→ Text passage
- - - -
Regression with Gradient Descent

  • Instead, we use gradient descent to find the optimal \(\boldsymbol{\beta}\) by minimising the mean squared error (MSE) loss function: \[ L(\boldsymbol{\beta}) = \frac{1}{N} \sum_{i=1}^N (y_i - \mathbf{x}_i^T \boldsymbol{\beta})^2 \]
  • The gradient (partial derivatives) of the MSE loss with respect to \(\boldsymbol{\beta}\) is: \[ \nabla L(\boldsymbol{\beta}) = -\frac{2}{N} \sum_{i=1}^N (y_i - \mathbf{x}_i^T \boldsymbol{\beta}) \mathbf{x}_i \]
  • Note that a large part of this, namely: \[ (y_i - \mathbf{x}_i^T \boldsymbol{\beta}) \] are just the residuals.

Regression with Gradient Descent

  • If we were to write the last equation for gradient descent in Python:
y_pred = X @ betas
residuals = y - y_pred
gradient = -2 * X.T @ residuals / len(y)
  • Putting this all together:
betas = np.array([0.0, 0.0])  # initial weights
lr = 0.01 # learning rate
for epoch in range(1000):
    y_pred = X @ betas
    residuals = y - y_pred
    gradient = -2 * X.T @ residuals / len(y) # compute gradient
    betas = betas - lr * gradient  # update weights
betas
array([ 1.47022181, -2.02156964])

Gradient Descent for Linear Regression

https://tpaskhalis-gradient-descent.share.connect.posit.cloud/#/gradient-descent-for-linear-regression

Why/Why Not Gradient Descent?

  • Advantages:
  • Scalable to large datasets and high-dimensional feature spaces.
  • Can be applied to a wide variety of models and loss functions.
  • Can be used for online learning (updating model with new data).
  • Disadvantages:
  • Is not guaranteed to find even local minima in reasonable time.
  • Sensitive to choices of hyperparamters (e.g. initial values and learning rate).
  • Can be less efficient than closed-form solutions for small datasets or low-dimensional feature spaces.

Stochastic Gradient Descent

  • A usual problem in ML is that large training sets are good for generalisation but can be computationally expensive.
  • The overall cost functions is usually just a sum over some loss function applied to each training example.
  • The computational cost of such operations is typically \(O(N)\), i.e. linear in the number of training examples \(N\).
  • However, what gradient, effectively, produces is an expectation, which could be appxoimated by taking a sample of the training data.
  • Stochastic gradient descent (SGD) samples a minibatch of size \(N' \lt N\) at each iteration to compute an estimate of the gradient.
  • Crucially, the size of the minibatch \(N'\) is held fixed as \(N\) grows, so the computational cost becomes \(O(N')\), which is constant with respect to \(N\).

Regression with SGD

  • We can update our previous code to incorporate the idea of minibatches:
betas = np.array([0.0, 0.0])  # initial weights
lr = 0.01 # learning rate
batch_size = 20

for epoch in range(1000):
    # Sample a random minibatch of data
    indices = np.random.choice(len(y), size=batch_size, replace=False)
- - - -
→ Set exercise a
Rewrite only the records starting at the line containing "Task: where can the hillside" and ending at the line containing "x=297, y=208", substituting "Place a point" for "Drop a point" and changing nothing else. Leave the pictures out.
The gradient descent passage and the records have no connection to each other.
- - - -
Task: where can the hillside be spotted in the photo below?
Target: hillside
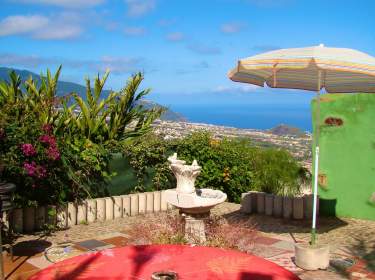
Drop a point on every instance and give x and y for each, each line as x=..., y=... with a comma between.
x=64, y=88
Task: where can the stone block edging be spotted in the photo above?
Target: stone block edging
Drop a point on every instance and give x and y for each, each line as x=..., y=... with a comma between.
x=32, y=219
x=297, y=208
- - - -
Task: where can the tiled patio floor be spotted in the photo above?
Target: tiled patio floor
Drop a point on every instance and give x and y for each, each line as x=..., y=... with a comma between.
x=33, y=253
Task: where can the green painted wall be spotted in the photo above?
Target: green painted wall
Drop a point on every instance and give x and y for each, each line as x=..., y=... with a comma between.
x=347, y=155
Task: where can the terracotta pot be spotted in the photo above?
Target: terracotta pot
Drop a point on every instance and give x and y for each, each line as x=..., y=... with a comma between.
- - - -
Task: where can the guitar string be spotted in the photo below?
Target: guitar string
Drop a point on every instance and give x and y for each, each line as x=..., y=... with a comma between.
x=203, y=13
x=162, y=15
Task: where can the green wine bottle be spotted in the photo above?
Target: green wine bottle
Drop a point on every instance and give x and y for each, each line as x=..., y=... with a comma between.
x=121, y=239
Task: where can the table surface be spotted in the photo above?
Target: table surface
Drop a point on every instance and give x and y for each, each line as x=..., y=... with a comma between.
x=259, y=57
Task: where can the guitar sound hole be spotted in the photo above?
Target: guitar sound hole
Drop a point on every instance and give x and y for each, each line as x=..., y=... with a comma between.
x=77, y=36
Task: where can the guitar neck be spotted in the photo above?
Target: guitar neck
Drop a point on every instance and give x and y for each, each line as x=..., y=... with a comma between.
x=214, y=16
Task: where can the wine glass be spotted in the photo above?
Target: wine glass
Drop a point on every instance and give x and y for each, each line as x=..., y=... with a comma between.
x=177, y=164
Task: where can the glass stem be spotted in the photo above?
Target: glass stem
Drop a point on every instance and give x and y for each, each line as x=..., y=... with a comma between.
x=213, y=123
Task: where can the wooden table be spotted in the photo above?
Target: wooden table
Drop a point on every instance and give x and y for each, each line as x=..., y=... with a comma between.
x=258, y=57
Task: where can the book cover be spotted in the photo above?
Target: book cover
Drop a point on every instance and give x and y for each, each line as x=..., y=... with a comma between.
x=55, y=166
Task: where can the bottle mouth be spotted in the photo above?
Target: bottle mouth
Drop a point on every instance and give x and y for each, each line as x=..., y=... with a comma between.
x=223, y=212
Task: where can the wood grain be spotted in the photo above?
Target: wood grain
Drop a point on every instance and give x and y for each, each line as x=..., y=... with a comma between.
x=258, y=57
- - - -
→ Set exercise b
Reproduce the gradient descent passage word for word, starting at "Gradient Descent for" and ending at "Not Gradient Descent?".

→ Task output a
Task: where can the hillside be spotted in the photo below?
Target: hillside
Place a point on every instance and give x and y for each, each line as x=..., y=... with a comma between.
x=64, y=88
Task: where can the stone block edging be spotted in the photo above?
Target: stone block edging
Place a point on every instance and give x and y for each, each line as x=..., y=... with a comma between.
x=32, y=219
x=297, y=208

→ Task output b
Gradient Descent for Linear Regression

https://tpaskhalis-gradient-descent.share.connect.posit.cloud/#/gradient-descent-for-linear-regression

Why/Why Not Gradient Descent?